● Given task
Render all of the data below as a numbered list with one line per entry, leaving out any blank lines.

(Excerpts of annotation records)

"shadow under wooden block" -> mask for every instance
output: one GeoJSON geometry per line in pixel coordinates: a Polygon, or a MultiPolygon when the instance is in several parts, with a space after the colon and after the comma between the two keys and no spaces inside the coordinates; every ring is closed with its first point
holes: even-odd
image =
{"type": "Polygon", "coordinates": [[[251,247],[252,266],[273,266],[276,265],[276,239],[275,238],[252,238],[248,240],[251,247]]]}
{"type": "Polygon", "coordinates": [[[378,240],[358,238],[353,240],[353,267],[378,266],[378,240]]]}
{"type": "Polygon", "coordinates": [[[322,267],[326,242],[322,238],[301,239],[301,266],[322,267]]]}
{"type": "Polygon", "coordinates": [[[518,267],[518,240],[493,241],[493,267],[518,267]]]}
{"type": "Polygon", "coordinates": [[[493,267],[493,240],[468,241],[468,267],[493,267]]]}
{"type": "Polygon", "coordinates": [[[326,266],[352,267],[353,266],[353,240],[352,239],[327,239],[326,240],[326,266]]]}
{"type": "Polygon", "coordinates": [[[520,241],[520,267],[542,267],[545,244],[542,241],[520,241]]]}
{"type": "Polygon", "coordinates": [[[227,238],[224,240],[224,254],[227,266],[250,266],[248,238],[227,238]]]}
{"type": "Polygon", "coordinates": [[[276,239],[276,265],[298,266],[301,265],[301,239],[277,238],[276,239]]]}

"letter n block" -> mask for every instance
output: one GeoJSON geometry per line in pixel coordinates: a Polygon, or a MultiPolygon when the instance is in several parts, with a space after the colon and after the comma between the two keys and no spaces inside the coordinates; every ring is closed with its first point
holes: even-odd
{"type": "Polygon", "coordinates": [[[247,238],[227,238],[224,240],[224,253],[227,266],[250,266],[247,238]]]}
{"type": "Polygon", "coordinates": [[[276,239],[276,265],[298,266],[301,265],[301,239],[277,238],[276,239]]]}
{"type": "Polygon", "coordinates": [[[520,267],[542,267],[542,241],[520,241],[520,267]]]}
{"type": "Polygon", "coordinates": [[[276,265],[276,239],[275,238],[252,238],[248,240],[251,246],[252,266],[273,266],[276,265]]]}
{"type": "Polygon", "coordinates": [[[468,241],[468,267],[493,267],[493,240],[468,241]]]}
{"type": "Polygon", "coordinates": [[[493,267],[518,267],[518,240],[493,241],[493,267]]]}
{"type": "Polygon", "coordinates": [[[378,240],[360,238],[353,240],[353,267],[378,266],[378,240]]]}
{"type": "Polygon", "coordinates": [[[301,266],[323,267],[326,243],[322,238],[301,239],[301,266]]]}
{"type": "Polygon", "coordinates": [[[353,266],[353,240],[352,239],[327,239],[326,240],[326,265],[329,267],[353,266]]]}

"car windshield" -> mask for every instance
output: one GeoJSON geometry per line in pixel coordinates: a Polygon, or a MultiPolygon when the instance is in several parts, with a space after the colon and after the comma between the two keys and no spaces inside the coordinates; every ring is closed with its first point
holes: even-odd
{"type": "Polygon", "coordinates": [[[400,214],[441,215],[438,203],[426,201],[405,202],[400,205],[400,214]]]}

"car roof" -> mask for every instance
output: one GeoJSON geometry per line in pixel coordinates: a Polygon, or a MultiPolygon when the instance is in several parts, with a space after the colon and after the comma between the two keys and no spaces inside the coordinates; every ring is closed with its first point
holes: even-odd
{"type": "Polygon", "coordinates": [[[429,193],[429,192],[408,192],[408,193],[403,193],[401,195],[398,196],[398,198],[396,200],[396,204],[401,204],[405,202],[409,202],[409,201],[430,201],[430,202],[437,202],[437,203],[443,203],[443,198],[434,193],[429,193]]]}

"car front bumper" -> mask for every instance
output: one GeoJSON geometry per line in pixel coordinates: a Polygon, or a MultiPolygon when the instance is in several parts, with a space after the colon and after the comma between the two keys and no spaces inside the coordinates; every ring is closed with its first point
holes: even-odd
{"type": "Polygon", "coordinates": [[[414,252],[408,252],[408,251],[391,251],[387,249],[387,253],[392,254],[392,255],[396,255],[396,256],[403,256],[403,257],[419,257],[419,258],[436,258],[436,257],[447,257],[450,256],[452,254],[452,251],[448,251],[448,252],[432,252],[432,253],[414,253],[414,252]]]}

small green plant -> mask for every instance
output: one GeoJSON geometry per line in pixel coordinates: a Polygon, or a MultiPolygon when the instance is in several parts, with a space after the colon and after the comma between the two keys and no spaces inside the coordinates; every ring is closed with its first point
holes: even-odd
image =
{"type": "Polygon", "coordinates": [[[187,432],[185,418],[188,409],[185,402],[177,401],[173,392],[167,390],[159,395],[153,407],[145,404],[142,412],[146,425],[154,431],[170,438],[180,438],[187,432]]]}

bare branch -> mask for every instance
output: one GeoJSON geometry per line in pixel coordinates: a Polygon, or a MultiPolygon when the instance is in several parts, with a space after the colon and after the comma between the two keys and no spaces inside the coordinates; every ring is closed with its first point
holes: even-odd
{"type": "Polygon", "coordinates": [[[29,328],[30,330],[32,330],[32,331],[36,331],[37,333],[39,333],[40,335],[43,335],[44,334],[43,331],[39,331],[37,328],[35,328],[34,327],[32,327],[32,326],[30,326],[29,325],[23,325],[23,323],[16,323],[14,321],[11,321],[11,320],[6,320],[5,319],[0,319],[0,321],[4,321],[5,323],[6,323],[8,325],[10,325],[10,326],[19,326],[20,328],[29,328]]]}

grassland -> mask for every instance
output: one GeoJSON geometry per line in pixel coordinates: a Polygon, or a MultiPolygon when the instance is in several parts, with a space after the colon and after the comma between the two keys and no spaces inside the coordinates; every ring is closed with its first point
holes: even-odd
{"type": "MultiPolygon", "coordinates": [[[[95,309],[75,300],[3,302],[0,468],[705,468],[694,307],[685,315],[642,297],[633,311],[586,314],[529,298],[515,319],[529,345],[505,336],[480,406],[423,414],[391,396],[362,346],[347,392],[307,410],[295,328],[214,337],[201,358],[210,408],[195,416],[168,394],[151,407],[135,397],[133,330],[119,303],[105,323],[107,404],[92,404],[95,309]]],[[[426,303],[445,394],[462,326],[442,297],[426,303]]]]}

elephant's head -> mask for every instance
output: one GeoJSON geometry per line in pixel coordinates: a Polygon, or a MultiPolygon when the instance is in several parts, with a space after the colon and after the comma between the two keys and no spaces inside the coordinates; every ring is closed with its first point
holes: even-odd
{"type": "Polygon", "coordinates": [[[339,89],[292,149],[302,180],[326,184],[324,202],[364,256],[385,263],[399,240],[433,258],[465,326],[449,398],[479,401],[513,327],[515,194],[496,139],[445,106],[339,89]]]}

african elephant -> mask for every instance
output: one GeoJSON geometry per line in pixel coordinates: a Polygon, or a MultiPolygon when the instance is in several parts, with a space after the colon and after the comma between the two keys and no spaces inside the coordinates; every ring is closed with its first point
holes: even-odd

● Answer to this task
1. "shadow under wooden block" -> mask for every instance
2. output: one GeoJSON geometry per line in pixel coordinates: a Polygon, or a MultiPolygon when the instance is in several parts, with a space after the colon and after the comma between the two keys and no spaces inside the coordinates; every ring is closed with its first point
3. holes: even-odd
4. image =
5. {"type": "Polygon", "coordinates": [[[251,247],[252,266],[273,266],[276,265],[276,239],[275,238],[252,238],[248,240],[251,247]]]}
6. {"type": "Polygon", "coordinates": [[[378,240],[358,238],[353,240],[353,267],[378,266],[378,240]]]}
7. {"type": "Polygon", "coordinates": [[[322,267],[326,242],[322,238],[301,239],[301,266],[322,267]]]}
8. {"type": "Polygon", "coordinates": [[[518,267],[518,240],[493,241],[493,267],[518,267]]]}
9. {"type": "Polygon", "coordinates": [[[493,267],[493,240],[468,241],[468,267],[493,267]]]}
10. {"type": "Polygon", "coordinates": [[[326,266],[352,267],[353,266],[353,240],[352,239],[327,239],[326,240],[326,266]]]}
11. {"type": "Polygon", "coordinates": [[[520,241],[520,267],[542,267],[545,244],[542,241],[520,241]]]}
12. {"type": "Polygon", "coordinates": [[[227,238],[224,240],[224,254],[227,266],[250,266],[248,238],[227,238]]]}
13. {"type": "Polygon", "coordinates": [[[276,239],[276,265],[298,266],[301,265],[301,239],[277,238],[276,239]]]}
14. "letter n block" -> mask for every instance
15. output: one GeoJSON geometry per line in pixel coordinates: a Polygon, or a MultiPolygon when the instance is in several parts, with a space after the colon and after the comma between the two keys and no spaces inside the coordinates; every ring is closed with its first point
16. holes: even-odd
17. {"type": "Polygon", "coordinates": [[[247,238],[227,238],[224,240],[224,253],[227,266],[250,266],[247,238]]]}
18. {"type": "Polygon", "coordinates": [[[276,239],[276,265],[298,266],[301,265],[301,239],[277,238],[276,239]]]}
19. {"type": "Polygon", "coordinates": [[[520,267],[542,267],[542,241],[520,241],[520,267]]]}
20. {"type": "Polygon", "coordinates": [[[276,265],[276,239],[275,238],[252,238],[248,240],[251,246],[252,266],[273,266],[276,265]]]}
21. {"type": "Polygon", "coordinates": [[[468,241],[468,267],[493,267],[493,240],[468,241]]]}
22. {"type": "Polygon", "coordinates": [[[493,267],[518,267],[518,240],[493,241],[493,267]]]}
23. {"type": "Polygon", "coordinates": [[[378,240],[360,238],[353,240],[353,267],[378,266],[378,240]]]}
24. {"type": "Polygon", "coordinates": [[[301,266],[323,267],[326,243],[322,238],[301,239],[301,266]]]}
25. {"type": "Polygon", "coordinates": [[[353,266],[353,240],[352,239],[327,239],[326,240],[326,265],[329,267],[353,266]]]}
26. "car windshield" -> mask for every instance
27. output: one GeoJSON geometry per line in pixel coordinates: a Polygon, or a MultiPolygon when the instance is in several parts, with a space after the colon and after the comma between the two keys and no spaces inside the coordinates; every ring is closed with its first point
28. holes: even-odd
29. {"type": "Polygon", "coordinates": [[[400,214],[441,215],[438,203],[426,201],[405,202],[400,205],[400,214]]]}
30. "car roof" -> mask for every instance
31. output: one GeoJSON geometry per line in pixel coordinates: a Polygon, or a MultiPolygon when the instance is in several parts, with a space after the colon and after the comma between the two keys and no spaces inside the coordinates; every ring is closed with its first point
32. holes: even-odd
33. {"type": "Polygon", "coordinates": [[[429,193],[429,192],[408,192],[408,193],[403,193],[401,195],[398,196],[398,198],[396,200],[396,204],[401,204],[405,202],[409,202],[409,201],[430,201],[430,202],[437,202],[437,203],[443,203],[443,198],[434,193],[429,193]]]}
34. "car front bumper" -> mask for every instance
35. output: one GeoJSON geometry per line in pixel coordinates: a Polygon, or a MultiPolygon when the instance is in several parts, with a space after the colon and after the comma between the two keys and no spaces inside the coordinates; every ring is closed with its first point
36. holes: even-odd
37. {"type": "Polygon", "coordinates": [[[414,252],[408,252],[408,251],[391,251],[387,249],[387,253],[392,254],[392,255],[396,255],[396,256],[403,256],[403,257],[419,257],[419,258],[436,258],[436,257],[447,257],[450,256],[452,254],[452,251],[448,251],[448,252],[432,252],[432,253],[414,253],[414,252]]]}
38. small green plant -> mask for every instance
39. output: one GeoJSON geometry per line in pixel coordinates: a Polygon, or a MultiPolygon when the instance is in several parts, with a space after the colon and after the comma between the two keys and no spaces inside the coordinates; every ring is closed with its first point
40. holes: even-odd
41. image =
42. {"type": "Polygon", "coordinates": [[[187,432],[185,418],[188,409],[185,402],[177,401],[173,392],[167,390],[159,395],[153,407],[145,404],[142,412],[146,425],[154,431],[170,438],[180,438],[187,432]]]}
43. bare branch -> mask for every instance
44. output: one GeoJSON geometry per line in pixel coordinates: a Polygon, or a MultiPolygon when the instance is in several parts, with a space after the colon and after the comma between the two keys and no spaces inside the coordinates; every ring is closed with its first point
45. holes: even-odd
46. {"type": "Polygon", "coordinates": [[[29,328],[30,330],[32,330],[32,331],[36,331],[37,333],[39,333],[40,335],[43,335],[44,334],[43,331],[39,331],[37,328],[35,328],[34,327],[32,327],[32,326],[30,326],[29,325],[23,325],[23,323],[16,323],[14,321],[11,321],[11,320],[6,320],[5,319],[0,319],[0,321],[4,321],[5,323],[6,323],[8,325],[10,325],[10,326],[19,326],[20,328],[29,328]]]}
47. grassland -> mask for every instance
48. output: one GeoJSON geometry per line in pixel coordinates: a Polygon, or a MultiPolygon when the instance is in several parts, with a space after the colon and after the comma between the two keys and no spaces inside the coordinates; every ring is closed with its first point
49. holes: even-odd
50. {"type": "MultiPolygon", "coordinates": [[[[95,309],[75,300],[3,302],[0,468],[705,468],[694,307],[685,315],[642,297],[633,311],[586,314],[529,298],[515,319],[529,345],[505,336],[480,406],[423,414],[391,396],[362,346],[347,392],[307,410],[295,328],[214,337],[201,358],[210,408],[195,416],[168,394],[151,407],[135,397],[133,330],[119,303],[105,323],[107,404],[92,404],[95,309]]],[[[426,303],[445,394],[462,326],[442,297],[426,303]]]]}
51. elephant's head -> mask for every instance
52. output: one GeoJSON geometry per line in pixel coordinates: a Polygon, or a MultiPolygon when the instance is in several parts, with a space after the colon and after the comma between the two keys and no spaces inside the coordinates; every ring is closed with its first point
53. holes: even-odd
54. {"type": "Polygon", "coordinates": [[[339,89],[292,149],[302,180],[326,184],[324,202],[364,256],[385,263],[399,240],[433,258],[465,326],[449,398],[479,401],[513,327],[515,194],[496,139],[445,106],[339,89]]]}
55. african elephant -> mask for every instance
56. output: one GeoJSON geometry per line in pixel coordinates: a Polygon, or a MultiPolygon when the instance is in several parts, with a space after the colon and after the comma between the two keys and no spaces inside the coordinates; every ring is closed with its first point
57. holes: even-odd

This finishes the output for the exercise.